[Exercise brief]:
Write out the listing below in full and exactly, leaving out every picture.

[Data shown]:
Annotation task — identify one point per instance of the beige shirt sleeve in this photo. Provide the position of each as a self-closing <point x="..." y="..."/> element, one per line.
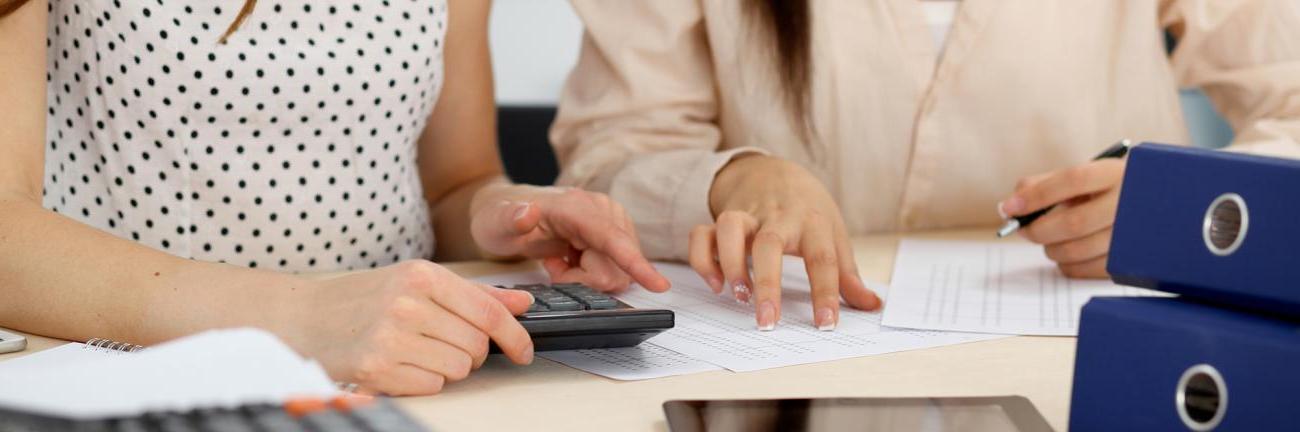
<point x="638" y="117"/>
<point x="1246" y="56"/>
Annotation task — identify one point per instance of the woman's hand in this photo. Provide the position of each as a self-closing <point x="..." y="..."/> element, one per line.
<point x="407" y="328"/>
<point x="767" y="207"/>
<point x="579" y="236"/>
<point x="1077" y="233"/>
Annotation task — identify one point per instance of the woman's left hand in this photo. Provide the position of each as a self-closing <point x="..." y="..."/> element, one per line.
<point x="579" y="236"/>
<point x="1077" y="233"/>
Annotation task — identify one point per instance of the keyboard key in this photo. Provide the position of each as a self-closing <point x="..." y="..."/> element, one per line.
<point x="330" y="422"/>
<point x="131" y="424"/>
<point x="172" y="422"/>
<point x="225" y="420"/>
<point x="384" y="417"/>
<point x="273" y="418"/>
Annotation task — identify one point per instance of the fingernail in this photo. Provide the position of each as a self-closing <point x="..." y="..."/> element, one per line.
<point x="824" y="319"/>
<point x="741" y="292"/>
<point x="523" y="211"/>
<point x="715" y="284"/>
<point x="767" y="316"/>
<point x="1013" y="206"/>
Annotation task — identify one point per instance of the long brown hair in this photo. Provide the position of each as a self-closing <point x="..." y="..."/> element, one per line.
<point x="8" y="7"/>
<point x="787" y="25"/>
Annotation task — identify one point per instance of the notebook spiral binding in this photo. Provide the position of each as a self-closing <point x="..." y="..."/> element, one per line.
<point x="111" y="346"/>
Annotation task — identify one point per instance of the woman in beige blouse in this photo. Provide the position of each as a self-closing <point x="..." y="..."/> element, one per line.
<point x="740" y="130"/>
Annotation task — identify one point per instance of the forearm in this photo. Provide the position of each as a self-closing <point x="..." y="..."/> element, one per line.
<point x="68" y="280"/>
<point x="451" y="216"/>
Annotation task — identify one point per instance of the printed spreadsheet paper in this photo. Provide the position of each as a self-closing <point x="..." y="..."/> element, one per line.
<point x="1009" y="288"/>
<point x="715" y="331"/>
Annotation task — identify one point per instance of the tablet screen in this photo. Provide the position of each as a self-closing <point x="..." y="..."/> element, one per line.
<point x="974" y="414"/>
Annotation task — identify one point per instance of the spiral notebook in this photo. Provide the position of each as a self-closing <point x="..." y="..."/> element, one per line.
<point x="92" y="350"/>
<point x="217" y="368"/>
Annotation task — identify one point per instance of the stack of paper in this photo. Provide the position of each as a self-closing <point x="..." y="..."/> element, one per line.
<point x="220" y="368"/>
<point x="1006" y="288"/>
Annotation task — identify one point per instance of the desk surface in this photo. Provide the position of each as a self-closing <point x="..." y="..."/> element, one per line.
<point x="1039" y="368"/>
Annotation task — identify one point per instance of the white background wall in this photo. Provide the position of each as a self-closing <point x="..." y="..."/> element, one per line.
<point x="534" y="43"/>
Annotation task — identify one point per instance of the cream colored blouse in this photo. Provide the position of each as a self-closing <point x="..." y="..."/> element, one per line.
<point x="666" y="93"/>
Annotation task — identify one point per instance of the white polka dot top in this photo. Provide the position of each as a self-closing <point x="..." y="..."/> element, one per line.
<point x="290" y="147"/>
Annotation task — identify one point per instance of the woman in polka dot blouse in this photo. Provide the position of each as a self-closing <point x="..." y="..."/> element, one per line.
<point x="169" y="167"/>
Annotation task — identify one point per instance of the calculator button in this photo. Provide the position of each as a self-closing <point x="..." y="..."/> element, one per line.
<point x="602" y="303"/>
<point x="564" y="306"/>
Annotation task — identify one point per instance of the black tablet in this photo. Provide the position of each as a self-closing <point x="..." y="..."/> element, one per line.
<point x="974" y="414"/>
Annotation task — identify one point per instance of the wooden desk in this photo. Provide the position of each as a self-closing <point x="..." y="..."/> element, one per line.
<point x="1035" y="367"/>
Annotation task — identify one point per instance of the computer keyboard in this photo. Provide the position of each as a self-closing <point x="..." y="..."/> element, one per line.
<point x="571" y="316"/>
<point x="307" y="415"/>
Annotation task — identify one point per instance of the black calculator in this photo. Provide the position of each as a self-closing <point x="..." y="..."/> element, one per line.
<point x="573" y="316"/>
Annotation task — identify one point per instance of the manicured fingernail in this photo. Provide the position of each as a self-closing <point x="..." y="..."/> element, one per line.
<point x="523" y="211"/>
<point x="1013" y="206"/>
<point x="715" y="284"/>
<point x="766" y="316"/>
<point x="528" y="355"/>
<point x="824" y="319"/>
<point x="741" y="292"/>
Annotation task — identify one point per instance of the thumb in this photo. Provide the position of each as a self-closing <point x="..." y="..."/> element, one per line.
<point x="515" y="301"/>
<point x="523" y="217"/>
<point x="497" y="228"/>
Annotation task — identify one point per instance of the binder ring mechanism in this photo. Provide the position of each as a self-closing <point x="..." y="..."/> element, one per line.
<point x="1201" y="397"/>
<point x="111" y="346"/>
<point x="1225" y="225"/>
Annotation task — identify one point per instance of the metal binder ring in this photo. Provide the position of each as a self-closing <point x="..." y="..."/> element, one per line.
<point x="1225" y="225"/>
<point x="1201" y="397"/>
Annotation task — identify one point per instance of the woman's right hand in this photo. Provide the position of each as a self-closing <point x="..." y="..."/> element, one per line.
<point x="766" y="207"/>
<point x="408" y="328"/>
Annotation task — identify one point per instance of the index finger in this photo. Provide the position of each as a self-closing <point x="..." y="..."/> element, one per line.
<point x="488" y="315"/>
<point x="1066" y="184"/>
<point x="767" y="251"/>
<point x="823" y="267"/>
<point x="622" y="247"/>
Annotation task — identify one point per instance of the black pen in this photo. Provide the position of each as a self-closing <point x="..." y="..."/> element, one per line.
<point x="1014" y="224"/>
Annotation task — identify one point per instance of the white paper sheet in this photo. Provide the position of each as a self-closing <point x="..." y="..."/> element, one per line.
<point x="217" y="368"/>
<point x="720" y="331"/>
<point x="715" y="331"/>
<point x="1008" y="288"/>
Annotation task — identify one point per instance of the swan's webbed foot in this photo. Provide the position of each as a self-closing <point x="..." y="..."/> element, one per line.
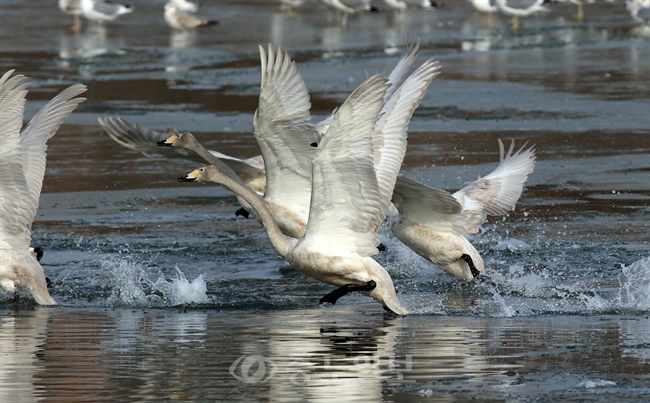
<point x="333" y="296"/>
<point x="39" y="253"/>
<point x="242" y="212"/>
<point x="470" y="263"/>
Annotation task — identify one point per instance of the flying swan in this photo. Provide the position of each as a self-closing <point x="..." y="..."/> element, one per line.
<point x="22" y="166"/>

[Answer box]:
Annotation task — identify one point per instance of the beige shirt sleeve in this photo. Provide the position of each as a self-closing <point x="..." y="..."/> element, one per line.
<point x="638" y="117"/>
<point x="1246" y="56"/>
Annotation task — identify one point per instance of the woman's hand in this photo. Provide the position of each as a self-closing <point x="..." y="..."/> element, one per line.
<point x="407" y="328"/>
<point x="767" y="207"/>
<point x="579" y="236"/>
<point x="1077" y="233"/>
Annotation task — identify one point per instance of the woman's left hand in this photo. Provide the position of each as a self-closing <point x="..." y="..."/> element, one per line.
<point x="579" y="236"/>
<point x="1077" y="233"/>
Annotation task — identify one point per instance of the keyboard key in this photo. Provide the position of each as a self-closing <point x="..." y="..."/> element, one per line.
<point x="330" y="422"/>
<point x="131" y="424"/>
<point x="172" y="422"/>
<point x="225" y="420"/>
<point x="384" y="417"/>
<point x="273" y="418"/>
Annotation task — identify one point per instance of the fingernail in this photo. Provide the position of each as a self-closing <point x="..." y="..."/> element, one per line.
<point x="824" y="319"/>
<point x="741" y="292"/>
<point x="523" y="211"/>
<point x="715" y="284"/>
<point x="767" y="316"/>
<point x="1013" y="206"/>
Annotation task — identify one point per instance of the long brown hair in this photo. Provide the position of each as a self-closing <point x="..." y="..."/> element, one per line.
<point x="8" y="7"/>
<point x="787" y="25"/>
Annotation task — identify one point per instance of the notebook spiral binding in this photo. Provide the position of each as a self-closing <point x="..." y="..."/> element, one per line.
<point x="111" y="346"/>
Annotation task — identify one point per instance of the woman in beige blouse in this photo. Provide the position of each as a self-closing <point x="..." y="..."/> element, one per line.
<point x="740" y="130"/>
Annotation task — identify one point per instance of the forearm in this photo. Provide the position of each as a self-closing <point x="..." y="..."/> element, one per line.
<point x="68" y="280"/>
<point x="451" y="216"/>
Annotation task — identify one point per instance of the printed spreadsheet paper in this photo. Provide the position of each as a self-closing <point x="..." y="..."/> element, one per line.
<point x="1009" y="288"/>
<point x="715" y="331"/>
Annotation task — identify one point per instance of the tablet screen in this photo. Provide the position of each as a self-closing <point x="..." y="..."/> element, one per line.
<point x="974" y="414"/>
Annotation task — identify one point per instance of the spiral notebook in this photo. Provide the position of each as a self-closing <point x="..." y="..."/> element, one per line.
<point x="92" y="350"/>
<point x="217" y="368"/>
Annotation task — identify one point per instance of the stack of paper in this photo. Provide the position of each as a self-closing <point x="..." y="..."/> element, one per line.
<point x="220" y="368"/>
<point x="1006" y="288"/>
Annotation task — identify one point per instance of the desk surface in this photo. Provide the position of each as a self-closing <point x="..." y="..."/> element, one per line.
<point x="1039" y="368"/>
Annotation task — identify one point per instance of the white background wall in this photo. Provide the position of each as a self-closing <point x="..." y="..."/> element, one per line.
<point x="534" y="43"/>
Annotation task — identify one point per instance of the cream colored blouse in this photo. Provide the position of each as a self-closing <point x="..." y="..."/> element, one per line.
<point x="666" y="93"/>
Annotation task — identify one point per instance of the white polka dot top in this photo. Provide the position of each as a self-closing <point x="..." y="..."/> element, one per line.
<point x="290" y="147"/>
Annotation task — identify one point per instance of the woman in polka dot blouse in this photo. Provide the position of each as a self-closing <point x="..." y="..."/> element, one per line.
<point x="169" y="167"/>
Annotation task — identify one point per instance of the calculator button in this photo. Provide the position of each as a self-closing <point x="..." y="..."/> element, one per line.
<point x="602" y="303"/>
<point x="564" y="306"/>
Annotation task — identify one point per instance of the black tablet in this photo. Provide the position of each as a self-closing <point x="..." y="..."/> element, one per line.
<point x="974" y="414"/>
Annotation task — identify one point per instance of the wooden desk in this photo. Provide the position of each as a self-closing <point x="..." y="..."/> element, one per line.
<point x="1035" y="367"/>
Annotation task — identify one point per instance of the computer keyboard in this photo. Provide the position of each as a self-closing <point x="..." y="..."/> element, one per line.
<point x="571" y="316"/>
<point x="307" y="415"/>
Annotation task — identify one point per instance of the black calculator in this photo. Provide the position of each as a self-closing <point x="..." y="..."/> element, one per line.
<point x="573" y="316"/>
Annotation task — identify one point per instance of the manicured fingernail in this photo. Provide the position of each as a self-closing <point x="..." y="..."/> element, one per line.
<point x="523" y="211"/>
<point x="1013" y="206"/>
<point x="715" y="284"/>
<point x="766" y="316"/>
<point x="528" y="355"/>
<point x="824" y="319"/>
<point x="741" y="292"/>
Annotation task — identify one point per instance of the thumb in this photo. Provide the position of each as a self-closing <point x="..." y="..."/> element, one per line.
<point x="515" y="301"/>
<point x="523" y="217"/>
<point x="497" y="228"/>
Annotation task — identify one point per instance of the binder ring mechanism in this photo. Provide the position of each as a self-closing <point x="..." y="..."/> element, one per line.
<point x="1201" y="397"/>
<point x="111" y="346"/>
<point x="1225" y="225"/>
Annotation task — identify one point per instance of the metal binder ring in this photo. Provide the position of each as a self-closing <point x="..." y="..."/> element, one per line.
<point x="1225" y="225"/>
<point x="1201" y="397"/>
Annotation task — identify one point per instance of the woman's right hand in this photo. Provide the position of each as a self-closing <point x="..." y="..."/> element, one per line.
<point x="766" y="207"/>
<point x="408" y="328"/>
Annotation task — identify one point per instance of the index finger in this photo. Provide the position of each as a self-closing <point x="..." y="..."/> element, one per line.
<point x="488" y="315"/>
<point x="1066" y="184"/>
<point x="767" y="251"/>
<point x="823" y="267"/>
<point x="622" y="247"/>
Annotation task — identify one point per instance of the black pen in this photo. Provide the position of each as a self-closing <point x="..." y="..."/> element, one per line.
<point x="1014" y="224"/>
Annotation task — identify one point per instance of the white paper sheet in this photo. Provide the position of each as a self-closing <point x="..." y="..."/> element, one per line.
<point x="217" y="368"/>
<point x="720" y="331"/>
<point x="715" y="331"/>
<point x="1008" y="288"/>
Annotation task — identify one point per instance of the swan's webbed foot in this photo. Provide the position of each as a self-closing <point x="..." y="..."/> element, one per line.
<point x="333" y="296"/>
<point x="39" y="253"/>
<point x="242" y="212"/>
<point x="470" y="263"/>
Annotation task — identify one point per instance of the flying swan in this photo. Provide the position of each as a self-closing <point x="..." y="..."/> element, one per line.
<point x="22" y="166"/>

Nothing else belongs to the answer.